--- Start ---

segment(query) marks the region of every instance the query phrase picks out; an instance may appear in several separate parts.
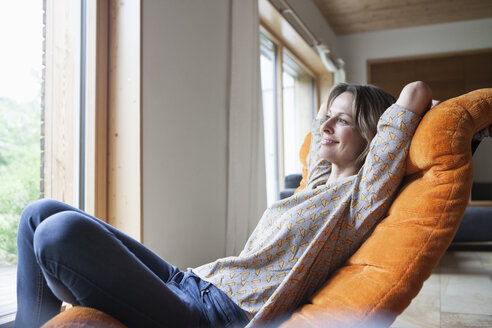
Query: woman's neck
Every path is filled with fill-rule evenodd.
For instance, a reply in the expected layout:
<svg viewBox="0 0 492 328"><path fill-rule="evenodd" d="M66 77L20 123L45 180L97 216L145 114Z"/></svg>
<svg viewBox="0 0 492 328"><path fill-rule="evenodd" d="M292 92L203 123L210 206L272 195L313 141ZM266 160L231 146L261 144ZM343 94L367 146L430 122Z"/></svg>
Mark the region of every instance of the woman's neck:
<svg viewBox="0 0 492 328"><path fill-rule="evenodd" d="M330 184L332 182L335 182L340 179L344 179L347 177L350 177L352 175L357 174L359 172L359 167L339 167L335 164L331 165L331 173L330 176L328 177L328 181L326 181L326 184Z"/></svg>

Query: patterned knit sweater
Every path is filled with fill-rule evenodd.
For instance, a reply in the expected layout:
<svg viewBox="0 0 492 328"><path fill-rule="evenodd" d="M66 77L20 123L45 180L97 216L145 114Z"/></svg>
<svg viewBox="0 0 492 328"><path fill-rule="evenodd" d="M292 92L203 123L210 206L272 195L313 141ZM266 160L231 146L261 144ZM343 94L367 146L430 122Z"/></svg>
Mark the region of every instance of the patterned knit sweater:
<svg viewBox="0 0 492 328"><path fill-rule="evenodd" d="M254 316L250 325L293 312L368 237L397 192L420 117L392 105L364 166L328 185L331 165L318 155L324 121L312 125L307 187L270 206L238 256L193 269Z"/></svg>

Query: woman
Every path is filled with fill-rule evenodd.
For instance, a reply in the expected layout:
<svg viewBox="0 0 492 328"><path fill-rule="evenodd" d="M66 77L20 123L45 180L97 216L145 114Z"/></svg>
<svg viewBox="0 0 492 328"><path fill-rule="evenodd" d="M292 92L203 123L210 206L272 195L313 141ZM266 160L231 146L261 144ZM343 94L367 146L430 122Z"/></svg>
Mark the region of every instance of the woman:
<svg viewBox="0 0 492 328"><path fill-rule="evenodd" d="M199 268L181 271L66 204L29 205L18 234L16 327L40 326L60 300L130 327L243 326L295 310L355 252L396 193L431 90L414 82L393 102L373 86L335 87L313 123L307 188L268 208L239 256Z"/></svg>

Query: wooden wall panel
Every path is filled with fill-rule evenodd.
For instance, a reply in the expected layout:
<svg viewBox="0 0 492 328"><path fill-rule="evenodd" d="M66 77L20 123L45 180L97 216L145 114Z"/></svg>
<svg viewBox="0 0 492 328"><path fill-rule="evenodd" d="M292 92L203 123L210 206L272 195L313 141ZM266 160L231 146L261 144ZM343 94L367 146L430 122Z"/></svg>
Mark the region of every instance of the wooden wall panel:
<svg viewBox="0 0 492 328"><path fill-rule="evenodd" d="M409 82L428 83L435 99L492 87L492 49L368 61L368 82L398 97Z"/></svg>

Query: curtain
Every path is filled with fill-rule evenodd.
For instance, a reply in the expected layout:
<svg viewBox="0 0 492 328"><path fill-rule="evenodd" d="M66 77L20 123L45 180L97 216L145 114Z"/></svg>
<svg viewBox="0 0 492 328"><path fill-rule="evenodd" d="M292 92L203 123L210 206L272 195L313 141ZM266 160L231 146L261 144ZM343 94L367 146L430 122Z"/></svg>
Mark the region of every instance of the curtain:
<svg viewBox="0 0 492 328"><path fill-rule="evenodd" d="M258 0L230 2L226 255L238 255L266 208Z"/></svg>

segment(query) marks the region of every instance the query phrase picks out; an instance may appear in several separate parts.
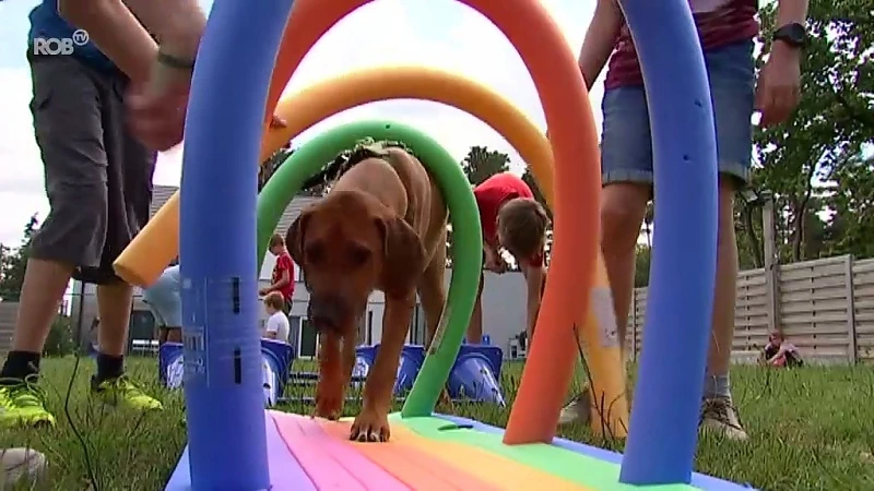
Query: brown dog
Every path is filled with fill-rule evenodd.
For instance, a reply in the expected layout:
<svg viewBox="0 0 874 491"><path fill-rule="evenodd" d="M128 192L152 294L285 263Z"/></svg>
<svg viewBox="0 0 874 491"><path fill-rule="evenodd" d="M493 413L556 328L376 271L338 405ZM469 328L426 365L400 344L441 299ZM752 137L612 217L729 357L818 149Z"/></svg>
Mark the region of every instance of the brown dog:
<svg viewBox="0 0 874 491"><path fill-rule="evenodd" d="M370 294L385 292L382 342L352 440L390 436L392 387L416 291L428 344L434 337L446 299L446 225L442 194L422 163L387 148L352 166L288 229L286 244L304 270L309 320L320 334L316 416L340 416L355 364L358 320Z"/></svg>

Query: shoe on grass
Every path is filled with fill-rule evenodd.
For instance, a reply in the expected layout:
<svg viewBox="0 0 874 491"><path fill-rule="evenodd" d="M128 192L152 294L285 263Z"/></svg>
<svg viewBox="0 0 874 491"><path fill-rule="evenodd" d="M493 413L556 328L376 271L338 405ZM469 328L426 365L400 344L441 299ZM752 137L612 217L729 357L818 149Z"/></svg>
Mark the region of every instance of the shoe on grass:
<svg viewBox="0 0 874 491"><path fill-rule="evenodd" d="M0 448L0 489L20 489L22 481L36 483L46 471L46 456L33 448Z"/></svg>
<svg viewBox="0 0 874 491"><path fill-rule="evenodd" d="M144 393L126 375L97 382L91 379L91 393L109 406L127 407L138 410L161 410L164 406L156 398Z"/></svg>
<svg viewBox="0 0 874 491"><path fill-rule="evenodd" d="M558 424L574 422L589 424L591 417L592 406L589 403L589 386L586 386L567 406L562 408L562 412L558 415Z"/></svg>
<svg viewBox="0 0 874 491"><path fill-rule="evenodd" d="M742 442L748 438L741 424L737 408L728 397L704 399L698 426L705 431L712 431L729 440Z"/></svg>
<svg viewBox="0 0 874 491"><path fill-rule="evenodd" d="M37 376L4 380L0 385L0 428L55 426L55 416L46 410L45 395L36 385Z"/></svg>

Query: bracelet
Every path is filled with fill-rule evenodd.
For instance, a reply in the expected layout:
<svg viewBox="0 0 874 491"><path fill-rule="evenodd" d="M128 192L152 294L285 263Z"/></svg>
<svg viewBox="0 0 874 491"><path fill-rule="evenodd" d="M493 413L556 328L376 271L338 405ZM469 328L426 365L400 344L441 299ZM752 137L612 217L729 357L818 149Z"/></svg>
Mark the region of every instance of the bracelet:
<svg viewBox="0 0 874 491"><path fill-rule="evenodd" d="M174 68L177 70L193 70L194 69L194 60L186 60L184 58L179 58L169 53L166 53L162 50L157 50L157 62L164 64L169 68Z"/></svg>

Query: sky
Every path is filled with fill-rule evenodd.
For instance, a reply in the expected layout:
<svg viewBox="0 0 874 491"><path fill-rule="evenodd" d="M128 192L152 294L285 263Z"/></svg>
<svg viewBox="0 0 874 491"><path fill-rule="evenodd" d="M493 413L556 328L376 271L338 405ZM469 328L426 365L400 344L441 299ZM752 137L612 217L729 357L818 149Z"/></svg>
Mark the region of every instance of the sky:
<svg viewBox="0 0 874 491"><path fill-rule="evenodd" d="M576 53L594 10L594 0L541 0ZM34 213L45 218L43 165L28 109L31 74L25 59L27 13L37 0L0 1L0 243L16 247ZM202 1L205 11L212 1ZM374 25L391 28L373 28ZM362 36L361 33L366 33ZM534 84L519 55L485 17L454 0L376 0L324 35L304 59L287 92L357 69L418 64L453 71L489 86L545 130ZM591 92L600 130L603 80ZM359 119L388 119L416 127L461 160L472 145L510 155L511 169L524 164L489 127L458 109L436 103L395 100L344 111L294 139L295 146L318 133ZM180 147L160 155L155 184L178 185Z"/></svg>

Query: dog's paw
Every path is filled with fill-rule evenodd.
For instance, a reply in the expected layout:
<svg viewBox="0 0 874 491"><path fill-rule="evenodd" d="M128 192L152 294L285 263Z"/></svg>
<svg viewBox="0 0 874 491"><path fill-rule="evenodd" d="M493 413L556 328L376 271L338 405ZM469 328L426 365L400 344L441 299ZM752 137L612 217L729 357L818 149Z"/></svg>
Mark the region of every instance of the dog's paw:
<svg viewBox="0 0 874 491"><path fill-rule="evenodd" d="M358 442L388 442L391 438L386 412L363 409L352 423L349 439Z"/></svg>
<svg viewBox="0 0 874 491"><path fill-rule="evenodd" d="M316 410L314 416L336 421L343 412L345 394L339 384L319 384L316 390Z"/></svg>

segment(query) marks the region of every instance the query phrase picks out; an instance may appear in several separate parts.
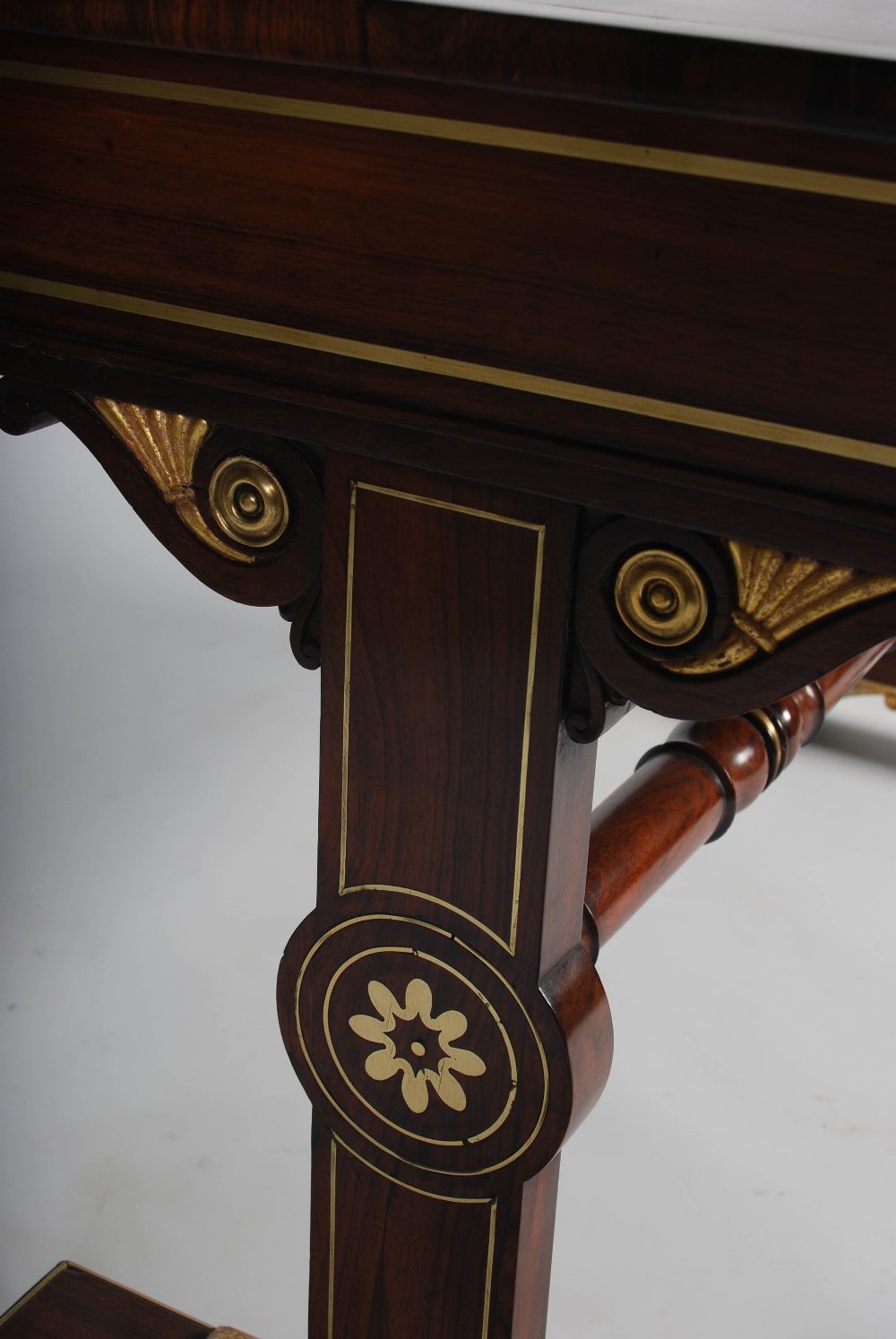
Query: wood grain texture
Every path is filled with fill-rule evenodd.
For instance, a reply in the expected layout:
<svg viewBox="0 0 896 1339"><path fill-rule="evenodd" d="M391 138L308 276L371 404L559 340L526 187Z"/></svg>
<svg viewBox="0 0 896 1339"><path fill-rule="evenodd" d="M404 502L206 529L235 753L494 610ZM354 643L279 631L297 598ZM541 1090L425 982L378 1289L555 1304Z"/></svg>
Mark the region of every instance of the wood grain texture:
<svg viewBox="0 0 896 1339"><path fill-rule="evenodd" d="M206 1339L212 1327L66 1264L0 1319L4 1339Z"/></svg>
<svg viewBox="0 0 896 1339"><path fill-rule="evenodd" d="M177 0L5 0L0 23L27 32L106 37L153 47L220 51L280 60L356 62L360 51L359 0L237 0L202 4Z"/></svg>
<svg viewBox="0 0 896 1339"><path fill-rule="evenodd" d="M279 992L317 1122L311 1334L335 1241L335 1336L410 1339L430 1296L426 1332L520 1339L612 1055L579 948L595 747L561 728L576 514L335 453L325 491L317 907Z"/></svg>
<svg viewBox="0 0 896 1339"><path fill-rule="evenodd" d="M581 945L599 948L707 841L730 828L817 735L892 641L749 718L684 722L591 815Z"/></svg>
<svg viewBox="0 0 896 1339"><path fill-rule="evenodd" d="M13 406L13 422L9 424L13 431L19 430L19 422L24 423L19 406L27 407L33 426L40 426L42 419L48 418L50 422L60 420L71 428L96 457L153 534L194 576L220 595L256 605L281 604L297 600L304 593L313 600L321 561L323 499L315 473L295 443L212 423L209 435L198 449L192 469L190 495L212 540L226 541L232 552L252 560L242 565L216 553L183 525L177 507L163 497L157 482L122 438L100 418L92 399L4 378L0 382L0 427L4 426L8 400ZM216 467L228 457L240 455L264 462L280 481L288 498L289 524L283 537L267 552L238 545L225 534L209 501L209 483ZM309 663L308 657L305 660Z"/></svg>
<svg viewBox="0 0 896 1339"><path fill-rule="evenodd" d="M891 439L887 206L15 79L0 112L4 270Z"/></svg>

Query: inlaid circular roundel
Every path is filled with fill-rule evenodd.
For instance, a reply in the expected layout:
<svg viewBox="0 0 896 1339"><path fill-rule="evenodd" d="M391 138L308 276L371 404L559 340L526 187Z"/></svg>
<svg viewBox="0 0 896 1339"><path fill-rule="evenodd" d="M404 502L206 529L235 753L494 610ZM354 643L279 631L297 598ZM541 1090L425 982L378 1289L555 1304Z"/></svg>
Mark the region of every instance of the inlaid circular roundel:
<svg viewBox="0 0 896 1339"><path fill-rule="evenodd" d="M506 979L451 935L402 916L344 921L304 959L295 1004L313 1078L372 1146L475 1176L534 1142L541 1039Z"/></svg>

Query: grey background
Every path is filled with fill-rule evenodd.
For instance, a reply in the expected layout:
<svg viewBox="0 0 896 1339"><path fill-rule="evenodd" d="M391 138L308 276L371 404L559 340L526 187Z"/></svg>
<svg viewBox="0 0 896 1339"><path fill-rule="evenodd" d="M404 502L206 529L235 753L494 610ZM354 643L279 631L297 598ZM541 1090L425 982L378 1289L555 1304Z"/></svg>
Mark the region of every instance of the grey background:
<svg viewBox="0 0 896 1339"><path fill-rule="evenodd" d="M0 437L0 1310L59 1259L305 1334L319 676L62 428ZM601 744L597 794L670 728ZM553 1339L892 1339L896 715L850 699L601 957Z"/></svg>

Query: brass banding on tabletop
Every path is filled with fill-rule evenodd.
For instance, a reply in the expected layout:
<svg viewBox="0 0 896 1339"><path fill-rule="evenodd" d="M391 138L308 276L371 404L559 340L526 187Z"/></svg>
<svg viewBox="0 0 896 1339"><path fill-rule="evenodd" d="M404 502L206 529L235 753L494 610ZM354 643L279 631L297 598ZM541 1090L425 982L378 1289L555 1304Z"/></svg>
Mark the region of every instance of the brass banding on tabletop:
<svg viewBox="0 0 896 1339"><path fill-rule="evenodd" d="M820 451L824 455L838 455L852 461L865 461L869 465L884 465L896 469L896 446L883 442L865 442L860 438L837 437L833 432L817 432L812 428L796 427L790 423L773 423L767 419L745 418L742 414L725 414L718 410L704 410L696 404L676 404L672 400L652 396L632 395L627 391L613 391L607 387L585 386L580 382L563 382L553 376L537 376L529 372L492 367L482 363L467 363L454 358L439 358L437 353L421 353L414 349L391 348L387 344L371 344L364 340L342 339L336 335L323 335L317 331L299 329L292 325L279 325L271 321L257 321L246 316L226 316L221 312L208 312L196 307L181 307L175 303L157 303L147 297L130 297L125 293L110 293L100 288L86 288L80 284L62 284L56 280L38 279L31 274L15 274L0 270L0 288L19 293L33 293L36 297L52 297L66 303L83 303L86 307L99 307L104 311L126 312L130 316L147 316L151 320L173 321L198 329L220 331L238 335L244 339L269 340L272 344L287 344L335 358L355 358L364 363L378 363L384 367L402 367L413 372L426 372L430 376L455 378L462 382L475 382L481 386L496 386L508 391L521 391L529 395L544 395L549 399L568 400L573 404L591 404L593 408L613 410L617 414L632 414L659 419L664 423L683 423L711 432L726 432L730 437L751 438L757 442L773 442L778 446L794 446L806 451Z"/></svg>
<svg viewBox="0 0 896 1339"><path fill-rule="evenodd" d="M198 103L204 107L224 107L268 116L317 121L398 135L449 139L465 145L545 154L554 158L579 158L585 162L600 162L617 167L676 173L683 177L707 177L749 186L770 186L814 195L834 195L841 200L861 200L876 205L896 205L896 181L725 158L718 154L687 153L679 149L658 149L652 145L620 143L584 135L525 130L518 126L455 121L447 116L421 116L403 111L383 111L378 107L283 98L277 94L246 92L238 88L174 83L163 79L138 79L133 75L29 64L19 60L0 60L0 78L66 88L91 88L96 92L125 94L133 98Z"/></svg>

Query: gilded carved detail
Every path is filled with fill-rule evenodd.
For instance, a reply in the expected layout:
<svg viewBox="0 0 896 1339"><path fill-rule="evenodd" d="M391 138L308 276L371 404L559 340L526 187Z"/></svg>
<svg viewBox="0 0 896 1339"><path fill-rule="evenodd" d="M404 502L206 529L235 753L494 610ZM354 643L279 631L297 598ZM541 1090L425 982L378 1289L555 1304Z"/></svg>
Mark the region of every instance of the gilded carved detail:
<svg viewBox="0 0 896 1339"><path fill-rule="evenodd" d="M103 396L94 400L94 407L197 540L234 562L254 562L252 554L241 553L220 540L196 505L193 469L200 447L212 431L206 419Z"/></svg>
<svg viewBox="0 0 896 1339"><path fill-rule="evenodd" d="M896 577L820 562L779 549L727 541L737 577L734 624L725 640L694 660L666 663L680 675L735 670L761 651L774 653L797 632L867 600L896 592Z"/></svg>

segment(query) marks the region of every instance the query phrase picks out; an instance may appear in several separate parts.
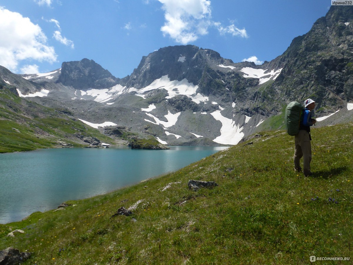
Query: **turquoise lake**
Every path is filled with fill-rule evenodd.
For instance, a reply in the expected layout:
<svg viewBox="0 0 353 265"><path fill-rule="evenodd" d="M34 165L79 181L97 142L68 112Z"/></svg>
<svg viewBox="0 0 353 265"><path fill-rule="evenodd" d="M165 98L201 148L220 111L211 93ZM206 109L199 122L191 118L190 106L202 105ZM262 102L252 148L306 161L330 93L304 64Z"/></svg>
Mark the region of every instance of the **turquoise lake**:
<svg viewBox="0 0 353 265"><path fill-rule="evenodd" d="M57 148L0 154L0 223L174 171L227 147Z"/></svg>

--- End ---

• _What you will do_: Repeat the items word for word, beginning at the line that contains "Query: patterned knit sweater" and ending with the line that contains "268L181 271L66 204L29", with both of those lines included.

• _Answer for the task_:
Query: patterned knit sweater
Every path is filled with fill-rule evenodd.
For instance, a reply in the expected layout:
<svg viewBox="0 0 492 328"><path fill-rule="evenodd" d="M66 77L20 123L45 180L97 216L145 114Z"/></svg>
<svg viewBox="0 0 492 328"><path fill-rule="evenodd" d="M292 92L203 123L210 206L272 195L313 141ZM266 160L231 146L261 144ZM343 94L367 146L430 122Z"/></svg>
Mark the region of every instance of the patterned knit sweater:
<svg viewBox="0 0 492 328"><path fill-rule="evenodd" d="M254 316L250 325L293 312L368 237L397 192L420 117L392 105L364 166L328 185L331 165L318 155L324 121L312 125L307 187L270 206L238 256L193 269Z"/></svg>

Query: woman
Every path is filled with fill-rule evenodd.
For instance, a reply in the expected layout:
<svg viewBox="0 0 492 328"><path fill-rule="evenodd" d="M66 77L20 123L45 180L97 216L145 114Z"/></svg>
<svg viewBox="0 0 492 328"><path fill-rule="evenodd" d="M292 92L203 123L210 206L272 195L313 141ZM266 160L231 146L261 144ZM343 94L367 146L430 122Z"/></svg>
Mark the region of every instance of the woman:
<svg viewBox="0 0 492 328"><path fill-rule="evenodd" d="M199 268L181 271L66 204L29 205L18 234L16 327L40 326L60 300L130 327L243 326L295 310L355 252L396 193L431 90L414 82L393 102L373 86L335 87L313 123L307 188L268 208L239 256Z"/></svg>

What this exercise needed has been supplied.